RECORDS SUPPLIED:
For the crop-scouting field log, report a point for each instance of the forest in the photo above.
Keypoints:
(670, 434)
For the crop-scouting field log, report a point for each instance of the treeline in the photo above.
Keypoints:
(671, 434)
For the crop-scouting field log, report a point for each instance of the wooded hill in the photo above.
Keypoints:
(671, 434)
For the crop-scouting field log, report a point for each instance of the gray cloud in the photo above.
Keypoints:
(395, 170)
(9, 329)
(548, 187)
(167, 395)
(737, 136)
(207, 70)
==
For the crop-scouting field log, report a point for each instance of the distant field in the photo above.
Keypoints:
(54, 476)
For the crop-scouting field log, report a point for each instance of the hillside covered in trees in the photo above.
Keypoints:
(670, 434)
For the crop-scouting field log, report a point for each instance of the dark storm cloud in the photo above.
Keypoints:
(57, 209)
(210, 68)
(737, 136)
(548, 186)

TASK GOAL: Going through the entries above, show each line that contains "cloud".

RESPONSE TO THIS EXERCISE:
For the crop-scouting field log, report a point for each instance of the gray cloud in the photo above.
For the crop-scouting field log, report a point for each instance of the dark storm cloud in the photo above.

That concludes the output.